- **DIRECTIONS FOR THIS TASK**
Could you repeat all of the entries exactly, leaving out any pictures?

- **DATA SUPPLIED**
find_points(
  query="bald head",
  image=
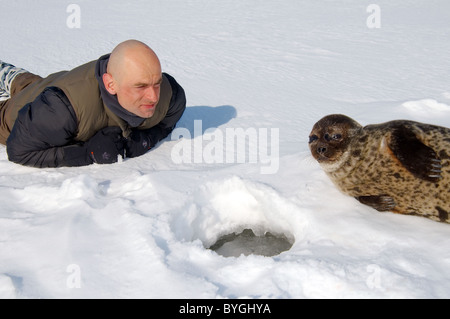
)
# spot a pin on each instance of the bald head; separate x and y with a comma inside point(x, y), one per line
point(132, 53)
point(134, 75)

- **PROBLEM SOLUTION**
find_points(
  query="bald head",
  image=
)
# spot a pin on each instance of the bald head; separate x and y with a comma inside point(x, y), one per line
point(132, 53)
point(134, 75)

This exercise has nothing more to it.